● **Prompt**
Select every row below that contains the word "pink" and copy each such row in full.
━━━
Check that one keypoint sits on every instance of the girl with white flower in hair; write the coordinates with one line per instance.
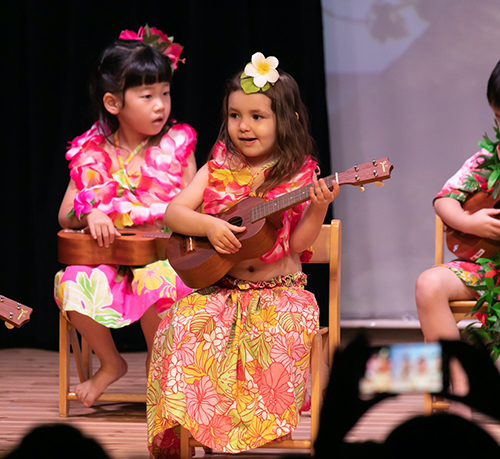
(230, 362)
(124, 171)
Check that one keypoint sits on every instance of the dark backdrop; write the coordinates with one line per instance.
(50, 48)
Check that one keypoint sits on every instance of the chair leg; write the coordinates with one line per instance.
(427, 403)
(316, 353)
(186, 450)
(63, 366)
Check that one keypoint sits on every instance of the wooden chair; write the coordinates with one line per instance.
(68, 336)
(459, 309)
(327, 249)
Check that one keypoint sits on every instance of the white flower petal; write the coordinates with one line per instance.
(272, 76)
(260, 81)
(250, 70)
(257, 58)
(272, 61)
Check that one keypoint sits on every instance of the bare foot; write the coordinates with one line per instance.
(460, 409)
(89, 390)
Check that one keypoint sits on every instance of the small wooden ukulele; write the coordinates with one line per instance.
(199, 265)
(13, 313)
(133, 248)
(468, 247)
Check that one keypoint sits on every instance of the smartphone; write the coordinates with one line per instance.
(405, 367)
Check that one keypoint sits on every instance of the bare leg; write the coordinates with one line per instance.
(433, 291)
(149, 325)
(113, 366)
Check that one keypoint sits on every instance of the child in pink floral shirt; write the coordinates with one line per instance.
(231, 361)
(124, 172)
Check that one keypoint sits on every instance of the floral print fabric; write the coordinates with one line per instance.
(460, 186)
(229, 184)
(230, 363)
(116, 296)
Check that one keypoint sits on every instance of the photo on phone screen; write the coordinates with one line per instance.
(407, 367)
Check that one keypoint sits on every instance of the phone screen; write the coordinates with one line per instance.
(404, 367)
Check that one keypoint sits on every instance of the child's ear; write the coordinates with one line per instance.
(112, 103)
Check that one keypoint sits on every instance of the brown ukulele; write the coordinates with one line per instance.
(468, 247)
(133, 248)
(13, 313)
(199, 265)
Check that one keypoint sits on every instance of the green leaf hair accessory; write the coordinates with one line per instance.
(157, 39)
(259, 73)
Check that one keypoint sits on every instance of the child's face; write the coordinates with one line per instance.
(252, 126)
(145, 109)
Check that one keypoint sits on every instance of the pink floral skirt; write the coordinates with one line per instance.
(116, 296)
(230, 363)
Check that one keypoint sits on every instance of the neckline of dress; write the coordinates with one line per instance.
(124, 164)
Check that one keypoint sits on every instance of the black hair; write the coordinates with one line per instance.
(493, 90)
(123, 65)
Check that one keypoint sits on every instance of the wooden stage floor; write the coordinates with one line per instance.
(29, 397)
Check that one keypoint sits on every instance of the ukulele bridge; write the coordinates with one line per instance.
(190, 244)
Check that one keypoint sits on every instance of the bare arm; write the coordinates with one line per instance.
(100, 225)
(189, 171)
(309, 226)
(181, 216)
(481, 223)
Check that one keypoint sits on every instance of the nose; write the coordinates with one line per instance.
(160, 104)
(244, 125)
━━━
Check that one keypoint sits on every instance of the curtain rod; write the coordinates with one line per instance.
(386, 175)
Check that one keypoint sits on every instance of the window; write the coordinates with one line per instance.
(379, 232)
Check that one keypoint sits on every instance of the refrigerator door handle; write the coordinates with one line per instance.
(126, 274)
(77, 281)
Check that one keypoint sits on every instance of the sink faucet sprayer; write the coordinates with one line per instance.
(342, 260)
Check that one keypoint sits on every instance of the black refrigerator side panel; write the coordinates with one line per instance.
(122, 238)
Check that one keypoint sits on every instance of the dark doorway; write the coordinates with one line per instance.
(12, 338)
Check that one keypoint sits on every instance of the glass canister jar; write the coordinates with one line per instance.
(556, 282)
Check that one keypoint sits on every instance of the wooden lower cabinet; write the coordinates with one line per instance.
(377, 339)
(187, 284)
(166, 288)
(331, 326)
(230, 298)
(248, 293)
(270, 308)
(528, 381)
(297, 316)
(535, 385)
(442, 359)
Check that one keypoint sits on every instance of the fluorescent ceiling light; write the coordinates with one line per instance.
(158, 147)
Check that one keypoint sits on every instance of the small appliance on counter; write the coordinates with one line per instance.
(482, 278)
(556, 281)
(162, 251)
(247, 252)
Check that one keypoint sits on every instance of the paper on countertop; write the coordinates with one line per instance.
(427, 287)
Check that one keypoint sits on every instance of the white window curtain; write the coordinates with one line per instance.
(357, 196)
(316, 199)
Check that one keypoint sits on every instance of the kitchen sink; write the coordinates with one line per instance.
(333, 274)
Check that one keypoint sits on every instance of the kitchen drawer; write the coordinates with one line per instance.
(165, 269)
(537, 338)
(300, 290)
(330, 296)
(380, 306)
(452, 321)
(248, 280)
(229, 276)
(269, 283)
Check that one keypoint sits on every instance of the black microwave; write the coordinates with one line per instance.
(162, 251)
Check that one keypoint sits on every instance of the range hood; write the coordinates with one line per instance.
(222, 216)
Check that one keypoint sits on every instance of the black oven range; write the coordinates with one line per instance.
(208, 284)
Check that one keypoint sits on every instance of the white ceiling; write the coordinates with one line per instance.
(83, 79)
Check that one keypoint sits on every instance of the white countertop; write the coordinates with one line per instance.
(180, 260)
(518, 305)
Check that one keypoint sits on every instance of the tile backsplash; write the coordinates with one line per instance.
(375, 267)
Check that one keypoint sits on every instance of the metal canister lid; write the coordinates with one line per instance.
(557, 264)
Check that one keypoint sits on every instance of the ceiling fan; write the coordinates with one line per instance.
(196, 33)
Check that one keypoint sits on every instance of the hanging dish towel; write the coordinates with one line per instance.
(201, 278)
━━━
● **The output**
Check that one keypoint sits on every instance of the child in pink floral shirt; write the coordinates with one line per instance.
Check that one keypoint sits on every instance of the pink floral skirt; write the coordinates with one line per instance.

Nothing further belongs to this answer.